_COMPLETE THE FOLLOWING_
[A] In the passage on recorded insurance statements, duplicate the part that begins with the words containing "Ways a Recorded" and ends with "in your case.".
[B] Find each line of the records that includes the word "window" and copy those lines. Case counts.

After an accident, you might file an insurance claim to get damages. This process can feel very casual, especially if you are submitting the claim on an app or a website. However, any information you give to the insurance company can be used in court – and recorded statements are often requested by insurance companies after injury claims.
If you are asked to give a recorded statement or other reports to an insurance company, say that you have to consult your lawyer first. Speaking with a lawyer before giving any sort of deposition, testimony, or recorded statement is incredibly important when it comes to protecting your rights. Anything you say could end up being used against you, so talk to a lawyer first and have your lawyer present with you during the recording if you can.
Rice, Murtha & Psoras’ Baltimore personal injury lawyers represent victims and are happy to counsel our clients before testimony and represent them during any interviews or other steps in a case. For a free legal consultation, call our attorneys today at (410) 694-7291.
Speaking to a Lawyer Before Making any Statements About an Accident
If you were in an accident, the first person you talk to should be the first responders who come to help you, and the second should be a lawyer. After many types of accidents, especially car accidents, victims think that their best option to have their injuries taken care of is to file an insurance claim. No matter what kind of insurance is handling your case – and no matter whether the insurance is your own insurance or the at-fault party’s insurance – you should avoid talking to them until you have a lawyer.
There are many intricate legal principles that deal with statements you make after an accident. Most people are familiar with “Miranda rights,” which say that anything you say can be used against you in a court of law. Those rights are for criminal cases only, but a series of rules and regulations allow statements to be used against you in a civil case as well – which is the kind of case you would file for an accident.
When you work with an Ocean City personal injury lawyer, your lawyer can help you understand how the words you use and the specific phrasing that you choose can affect your case. In many cases, saying certain things could even be considered an admission of fault, which will put you on a track toward losing your injury case. If the statement is recorded, it provides strong proof of what you said and could jeopardize your case even further.
If you have a lawyer representing you, no one from any insurance company or any other party should speak to you about the case without your lawyer present. This can help protect your rights in many ways, which we will discuss below.
Ways a Recorded Statement Can Be Used Against You in a Maryland Injury Case
If you make a recorded statement to an insurance company, they can use that statement in a few different ways. Any of these rules and legal issues could be bad for you if the statement you made contains information you should not have shared or if the words you used are inaccurate.
Statements made to insurance companies can often be used in any of the following ways, potentially providing evidence against you. Other issues outside of this list also could come up in your case.

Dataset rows

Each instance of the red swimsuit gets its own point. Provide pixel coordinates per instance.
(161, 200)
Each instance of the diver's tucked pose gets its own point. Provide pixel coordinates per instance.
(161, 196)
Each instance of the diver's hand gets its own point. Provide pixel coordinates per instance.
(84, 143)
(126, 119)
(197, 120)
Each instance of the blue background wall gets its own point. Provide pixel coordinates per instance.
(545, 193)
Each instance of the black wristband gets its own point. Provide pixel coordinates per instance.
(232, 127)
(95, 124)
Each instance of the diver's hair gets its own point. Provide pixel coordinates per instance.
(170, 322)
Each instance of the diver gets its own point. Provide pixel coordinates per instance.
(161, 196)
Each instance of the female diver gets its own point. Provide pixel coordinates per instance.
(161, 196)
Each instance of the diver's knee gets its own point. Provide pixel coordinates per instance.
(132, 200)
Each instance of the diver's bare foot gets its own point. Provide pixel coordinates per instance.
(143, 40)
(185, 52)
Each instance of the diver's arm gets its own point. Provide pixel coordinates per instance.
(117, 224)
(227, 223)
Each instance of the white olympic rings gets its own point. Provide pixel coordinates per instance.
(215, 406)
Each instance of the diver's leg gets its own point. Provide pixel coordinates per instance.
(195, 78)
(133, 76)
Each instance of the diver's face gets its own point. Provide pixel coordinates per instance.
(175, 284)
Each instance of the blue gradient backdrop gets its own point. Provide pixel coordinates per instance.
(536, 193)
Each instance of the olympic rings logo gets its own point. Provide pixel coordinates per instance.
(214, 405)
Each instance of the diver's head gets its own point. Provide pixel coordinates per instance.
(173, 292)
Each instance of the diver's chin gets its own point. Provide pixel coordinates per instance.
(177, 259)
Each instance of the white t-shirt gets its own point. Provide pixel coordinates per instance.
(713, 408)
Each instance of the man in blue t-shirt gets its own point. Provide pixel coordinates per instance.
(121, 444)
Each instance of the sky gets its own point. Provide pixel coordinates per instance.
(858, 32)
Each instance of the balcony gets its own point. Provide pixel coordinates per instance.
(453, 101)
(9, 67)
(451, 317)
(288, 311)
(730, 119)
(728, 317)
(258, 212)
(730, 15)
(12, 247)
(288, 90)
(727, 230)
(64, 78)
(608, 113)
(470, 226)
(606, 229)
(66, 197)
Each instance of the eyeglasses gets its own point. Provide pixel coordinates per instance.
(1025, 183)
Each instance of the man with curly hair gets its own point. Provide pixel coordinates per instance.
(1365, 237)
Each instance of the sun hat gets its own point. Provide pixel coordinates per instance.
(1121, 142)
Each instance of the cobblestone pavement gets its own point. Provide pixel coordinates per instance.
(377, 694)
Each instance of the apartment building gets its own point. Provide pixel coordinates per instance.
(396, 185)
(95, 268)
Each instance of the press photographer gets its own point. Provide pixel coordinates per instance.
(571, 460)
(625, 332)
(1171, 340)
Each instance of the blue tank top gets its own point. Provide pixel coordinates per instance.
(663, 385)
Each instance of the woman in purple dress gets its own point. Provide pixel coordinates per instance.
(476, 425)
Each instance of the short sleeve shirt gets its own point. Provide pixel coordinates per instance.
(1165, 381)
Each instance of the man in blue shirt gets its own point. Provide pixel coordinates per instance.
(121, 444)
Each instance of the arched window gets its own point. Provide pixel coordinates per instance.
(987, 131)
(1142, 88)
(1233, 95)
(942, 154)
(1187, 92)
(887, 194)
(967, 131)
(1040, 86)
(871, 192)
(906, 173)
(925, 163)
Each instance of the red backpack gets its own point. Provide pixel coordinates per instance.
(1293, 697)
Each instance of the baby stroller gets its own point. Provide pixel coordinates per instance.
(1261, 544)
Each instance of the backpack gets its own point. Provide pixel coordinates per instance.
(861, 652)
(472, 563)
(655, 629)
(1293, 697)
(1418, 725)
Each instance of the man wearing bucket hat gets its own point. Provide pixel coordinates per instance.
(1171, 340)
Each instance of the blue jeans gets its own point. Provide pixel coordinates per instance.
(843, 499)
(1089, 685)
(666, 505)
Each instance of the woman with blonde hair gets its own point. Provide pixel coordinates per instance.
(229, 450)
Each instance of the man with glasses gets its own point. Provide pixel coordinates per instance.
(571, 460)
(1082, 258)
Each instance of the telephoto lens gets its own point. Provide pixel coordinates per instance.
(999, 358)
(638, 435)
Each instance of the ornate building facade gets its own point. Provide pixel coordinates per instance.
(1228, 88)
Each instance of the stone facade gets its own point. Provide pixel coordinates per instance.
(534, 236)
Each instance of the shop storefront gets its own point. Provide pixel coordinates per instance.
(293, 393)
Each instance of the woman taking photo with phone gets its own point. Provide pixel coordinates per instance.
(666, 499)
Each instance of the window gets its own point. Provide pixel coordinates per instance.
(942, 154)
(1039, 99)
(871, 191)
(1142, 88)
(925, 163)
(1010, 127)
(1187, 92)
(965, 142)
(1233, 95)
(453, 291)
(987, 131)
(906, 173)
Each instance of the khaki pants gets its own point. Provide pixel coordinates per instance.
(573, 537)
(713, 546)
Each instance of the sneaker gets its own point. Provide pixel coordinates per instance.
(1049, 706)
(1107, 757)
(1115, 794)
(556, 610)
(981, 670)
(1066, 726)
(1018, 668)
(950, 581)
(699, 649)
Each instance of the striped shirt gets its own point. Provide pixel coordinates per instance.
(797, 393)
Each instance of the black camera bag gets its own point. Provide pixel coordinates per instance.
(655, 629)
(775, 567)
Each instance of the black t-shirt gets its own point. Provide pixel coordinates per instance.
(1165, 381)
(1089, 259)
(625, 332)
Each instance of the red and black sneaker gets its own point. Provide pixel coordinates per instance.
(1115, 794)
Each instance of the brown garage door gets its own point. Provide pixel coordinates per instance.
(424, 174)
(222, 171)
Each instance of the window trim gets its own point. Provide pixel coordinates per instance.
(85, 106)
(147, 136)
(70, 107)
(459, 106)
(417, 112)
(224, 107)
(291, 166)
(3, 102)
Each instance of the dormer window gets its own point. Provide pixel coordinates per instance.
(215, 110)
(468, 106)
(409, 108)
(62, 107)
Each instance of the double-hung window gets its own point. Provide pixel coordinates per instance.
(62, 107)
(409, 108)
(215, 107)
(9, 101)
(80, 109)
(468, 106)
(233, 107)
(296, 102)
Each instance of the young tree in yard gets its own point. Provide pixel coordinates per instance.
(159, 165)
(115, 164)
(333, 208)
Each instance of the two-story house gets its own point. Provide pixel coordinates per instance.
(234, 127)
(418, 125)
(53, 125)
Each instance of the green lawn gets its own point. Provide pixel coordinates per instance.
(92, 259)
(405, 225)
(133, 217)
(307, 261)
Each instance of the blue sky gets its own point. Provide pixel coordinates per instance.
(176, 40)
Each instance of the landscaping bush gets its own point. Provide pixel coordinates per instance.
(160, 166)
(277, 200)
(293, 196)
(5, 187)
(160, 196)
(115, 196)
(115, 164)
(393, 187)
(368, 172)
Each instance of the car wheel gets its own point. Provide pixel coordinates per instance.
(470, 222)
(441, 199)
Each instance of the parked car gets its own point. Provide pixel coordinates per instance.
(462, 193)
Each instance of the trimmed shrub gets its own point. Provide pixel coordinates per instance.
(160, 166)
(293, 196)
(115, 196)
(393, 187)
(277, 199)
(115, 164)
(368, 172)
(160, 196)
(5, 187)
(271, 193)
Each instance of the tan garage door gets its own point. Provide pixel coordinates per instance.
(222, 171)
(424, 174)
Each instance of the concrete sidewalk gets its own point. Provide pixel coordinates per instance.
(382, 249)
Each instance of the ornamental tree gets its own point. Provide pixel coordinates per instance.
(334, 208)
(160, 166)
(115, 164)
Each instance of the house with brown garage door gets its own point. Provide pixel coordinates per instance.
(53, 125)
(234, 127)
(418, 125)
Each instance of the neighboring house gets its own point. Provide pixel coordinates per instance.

_EXPECTED ANSWERS_
[A]
Ways a Recorded Statement Can Be Used Against You in a Maryland Injury Case
If you make a recorded statement to an insurance company, they can use that statement in a few different ways. Any of these rules and legal issues could be bad for you if the statement you made contains information you should not have shared or if the words you used are inaccurate.
Statements made to insurance companies can often be used in any of the following ways, potentially providing evidence against you. Other issues outside of this list also could come up in your case.

[B]
Each instance of the arched window gets its own point. Provide pixel coordinates per instance.
Each instance of the window gets its own point. Provide pixel coordinates per instance.
Each instance of the window trim gets its own point. Provide pixel coordinates per instance.
Each instance of the dormer window gets its own point. Provide pixel coordinates per instance.
Each instance of the double-hung window gets its own point. Provide pixel coordinates per instance.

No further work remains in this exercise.